Update the listing lines starting at the one containing "Prompted segmentation: each" and ending at the one containing "positive clicks: (959, 354)" by replacing "rough mask" with "coarse mask". Change nothing else, and return only those lines.
BEGIN Data under study
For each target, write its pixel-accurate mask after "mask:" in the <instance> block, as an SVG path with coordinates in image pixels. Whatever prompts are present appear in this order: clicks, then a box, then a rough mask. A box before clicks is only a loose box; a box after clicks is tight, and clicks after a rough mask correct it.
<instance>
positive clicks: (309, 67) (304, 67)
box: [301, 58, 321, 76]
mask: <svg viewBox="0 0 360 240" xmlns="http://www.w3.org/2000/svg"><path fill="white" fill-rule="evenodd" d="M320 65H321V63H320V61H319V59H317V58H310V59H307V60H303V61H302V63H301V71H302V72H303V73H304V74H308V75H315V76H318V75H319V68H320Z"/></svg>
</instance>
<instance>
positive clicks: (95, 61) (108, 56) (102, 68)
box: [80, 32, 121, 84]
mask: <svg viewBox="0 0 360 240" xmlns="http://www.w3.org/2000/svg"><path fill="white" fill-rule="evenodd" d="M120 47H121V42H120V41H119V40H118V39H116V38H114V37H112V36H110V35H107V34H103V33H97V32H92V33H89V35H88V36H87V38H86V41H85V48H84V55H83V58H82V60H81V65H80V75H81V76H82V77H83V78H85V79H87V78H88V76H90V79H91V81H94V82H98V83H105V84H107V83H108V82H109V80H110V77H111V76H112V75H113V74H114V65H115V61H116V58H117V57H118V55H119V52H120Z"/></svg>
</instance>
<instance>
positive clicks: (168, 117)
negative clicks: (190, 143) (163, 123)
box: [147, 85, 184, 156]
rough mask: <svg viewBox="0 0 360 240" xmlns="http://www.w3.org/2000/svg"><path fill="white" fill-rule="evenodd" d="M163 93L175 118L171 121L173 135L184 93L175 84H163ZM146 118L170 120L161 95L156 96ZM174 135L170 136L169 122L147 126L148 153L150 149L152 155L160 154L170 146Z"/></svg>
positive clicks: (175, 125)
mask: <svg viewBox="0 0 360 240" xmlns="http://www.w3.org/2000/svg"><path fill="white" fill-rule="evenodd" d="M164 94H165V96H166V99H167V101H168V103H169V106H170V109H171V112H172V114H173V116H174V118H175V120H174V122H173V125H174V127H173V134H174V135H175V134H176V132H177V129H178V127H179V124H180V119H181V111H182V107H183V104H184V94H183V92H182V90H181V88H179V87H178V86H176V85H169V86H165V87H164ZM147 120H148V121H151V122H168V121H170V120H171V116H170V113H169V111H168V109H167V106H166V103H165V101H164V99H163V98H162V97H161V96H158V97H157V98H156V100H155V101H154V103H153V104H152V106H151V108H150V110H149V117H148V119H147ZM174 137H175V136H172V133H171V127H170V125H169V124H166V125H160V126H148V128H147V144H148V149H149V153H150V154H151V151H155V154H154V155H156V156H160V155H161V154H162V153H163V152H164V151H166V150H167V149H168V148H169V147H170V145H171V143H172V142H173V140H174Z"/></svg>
END Data under study
BEGIN Data under study
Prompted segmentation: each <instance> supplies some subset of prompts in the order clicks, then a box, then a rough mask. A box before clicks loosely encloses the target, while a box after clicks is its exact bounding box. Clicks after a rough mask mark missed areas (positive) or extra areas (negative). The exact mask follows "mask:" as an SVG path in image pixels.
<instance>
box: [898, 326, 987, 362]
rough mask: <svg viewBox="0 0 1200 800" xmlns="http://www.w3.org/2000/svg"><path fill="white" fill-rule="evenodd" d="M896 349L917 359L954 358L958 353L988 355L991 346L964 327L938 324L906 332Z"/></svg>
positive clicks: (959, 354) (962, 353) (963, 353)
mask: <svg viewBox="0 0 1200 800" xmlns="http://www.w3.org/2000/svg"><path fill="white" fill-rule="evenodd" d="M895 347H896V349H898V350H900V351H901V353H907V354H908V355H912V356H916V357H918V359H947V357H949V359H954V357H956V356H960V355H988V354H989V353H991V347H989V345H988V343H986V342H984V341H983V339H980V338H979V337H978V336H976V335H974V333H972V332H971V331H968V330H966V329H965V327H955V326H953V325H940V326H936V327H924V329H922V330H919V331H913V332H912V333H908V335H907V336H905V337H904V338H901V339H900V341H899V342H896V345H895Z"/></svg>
END Data under study
» Answer to the problem:
Prompted segmentation: each <instance> supplies some subset of prompts in the order clicks, then a box, then a coarse mask. A box before clicks loosely encloses the target, while a box after clicks is its exact bounding box. Clicks after a coarse mask mark missed areas (positive) or extra areas (negative). The exact mask follows "mask:" as an SVG path in image pixels.
<instance>
box: [898, 326, 987, 362]
coarse mask: <svg viewBox="0 0 1200 800" xmlns="http://www.w3.org/2000/svg"><path fill="white" fill-rule="evenodd" d="M896 349L917 359L954 358L958 353L988 355L991 346L964 327L938 324L906 332Z"/></svg>
positive clicks: (959, 354) (962, 353) (963, 353)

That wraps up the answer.